BEGIN
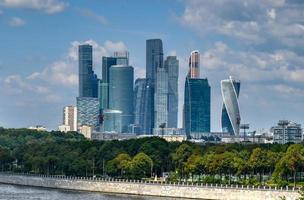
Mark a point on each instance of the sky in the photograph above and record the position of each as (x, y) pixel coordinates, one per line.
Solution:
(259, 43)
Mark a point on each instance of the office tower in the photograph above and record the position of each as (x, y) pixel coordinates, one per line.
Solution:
END
BEGIN
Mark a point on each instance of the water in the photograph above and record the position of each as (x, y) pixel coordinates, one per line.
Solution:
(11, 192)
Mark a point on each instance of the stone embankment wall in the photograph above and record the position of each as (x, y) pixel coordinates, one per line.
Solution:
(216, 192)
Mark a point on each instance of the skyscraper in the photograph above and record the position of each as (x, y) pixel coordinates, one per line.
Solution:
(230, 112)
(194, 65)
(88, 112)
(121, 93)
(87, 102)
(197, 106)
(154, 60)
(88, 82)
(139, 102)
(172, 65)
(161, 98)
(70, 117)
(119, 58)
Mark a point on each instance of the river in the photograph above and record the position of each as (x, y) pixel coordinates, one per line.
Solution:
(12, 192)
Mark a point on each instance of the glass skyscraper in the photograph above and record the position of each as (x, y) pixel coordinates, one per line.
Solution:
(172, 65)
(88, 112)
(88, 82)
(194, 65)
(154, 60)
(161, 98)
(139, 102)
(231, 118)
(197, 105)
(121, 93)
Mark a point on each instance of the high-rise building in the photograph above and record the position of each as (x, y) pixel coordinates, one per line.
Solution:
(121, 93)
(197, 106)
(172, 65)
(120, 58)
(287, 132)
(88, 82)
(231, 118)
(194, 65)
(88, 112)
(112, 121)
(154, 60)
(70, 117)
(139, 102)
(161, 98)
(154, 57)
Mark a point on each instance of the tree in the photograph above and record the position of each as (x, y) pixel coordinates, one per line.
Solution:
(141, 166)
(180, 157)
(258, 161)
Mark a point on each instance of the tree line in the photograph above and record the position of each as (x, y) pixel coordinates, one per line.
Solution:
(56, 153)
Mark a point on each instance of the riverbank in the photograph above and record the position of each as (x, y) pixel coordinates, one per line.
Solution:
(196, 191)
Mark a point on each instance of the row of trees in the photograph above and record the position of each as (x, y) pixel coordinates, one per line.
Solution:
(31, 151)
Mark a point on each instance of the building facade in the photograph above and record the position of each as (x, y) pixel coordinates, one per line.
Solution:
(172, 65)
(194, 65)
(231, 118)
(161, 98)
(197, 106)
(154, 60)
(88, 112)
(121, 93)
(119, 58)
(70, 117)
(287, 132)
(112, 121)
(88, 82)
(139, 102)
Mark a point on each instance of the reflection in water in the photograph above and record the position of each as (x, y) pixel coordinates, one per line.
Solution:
END
Problem: Copy out all lines from the material above that contain the string "skyscraper".

Result of this task:
Mark a point on each instance of the skyscraper in the photograph above and record the position of each as (x, y) pixel coordinates, one per line.
Mark a point on each instance of the glass skyscraper in the photograph above and record the position of each as (x, y) pixel coordinates, one per line.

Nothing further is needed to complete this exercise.